RECORDS TO USE START
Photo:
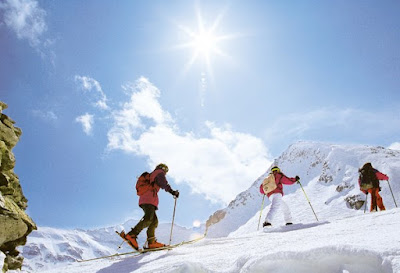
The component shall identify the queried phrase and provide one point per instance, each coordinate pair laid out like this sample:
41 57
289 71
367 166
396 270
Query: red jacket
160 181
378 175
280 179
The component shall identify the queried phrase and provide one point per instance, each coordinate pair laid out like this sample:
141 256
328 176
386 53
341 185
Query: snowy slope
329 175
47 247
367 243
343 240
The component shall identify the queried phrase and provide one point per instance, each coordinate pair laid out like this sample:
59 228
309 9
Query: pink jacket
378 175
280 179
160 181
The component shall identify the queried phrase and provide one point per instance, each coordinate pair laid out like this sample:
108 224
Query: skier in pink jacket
RECORDS TO USE END
RECORDS TO USE START
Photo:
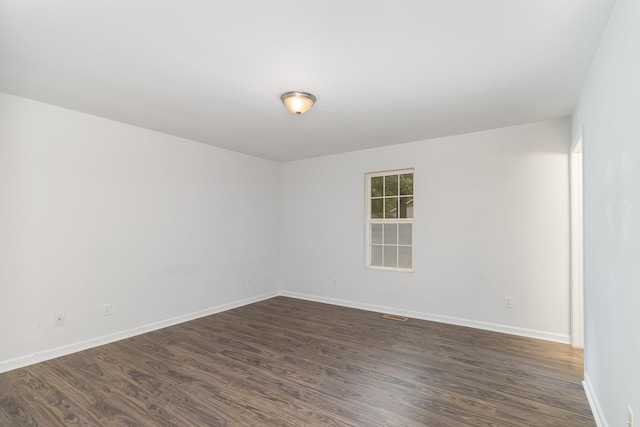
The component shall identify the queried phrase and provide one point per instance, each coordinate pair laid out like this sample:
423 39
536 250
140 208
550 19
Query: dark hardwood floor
RECORDS TO USE END
RECORDS TO USE START
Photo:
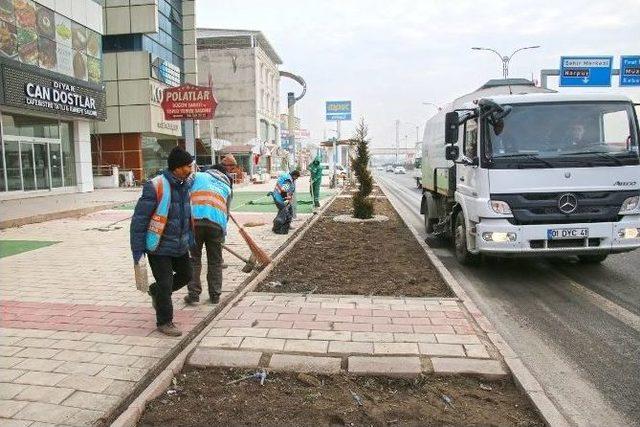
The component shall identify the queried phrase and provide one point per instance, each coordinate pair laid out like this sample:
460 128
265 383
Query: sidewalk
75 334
RECORDS TO USE END
#### [HOW TO COMPLETE THIS TASK]
Copy out the range of lines above starting at the line with "Query: snowy slope" and ending at the line with "Query: skier in pink jacket", exactly and including both.

#### [EXERCISE RESPONSE]
Query: snowy slope
329 175
47 247
367 243
343 240
The component shall identify the queried phrase and provide one point per instance, each coordinate pair laid out like this sample:
59 228
309 9
Query: pink jacket
378 175
280 179
160 181
The component shall identify the queried phrase and provide one point per instance, each coordinate pair laid out like this sample:
108 224
Query: skier in pink jacket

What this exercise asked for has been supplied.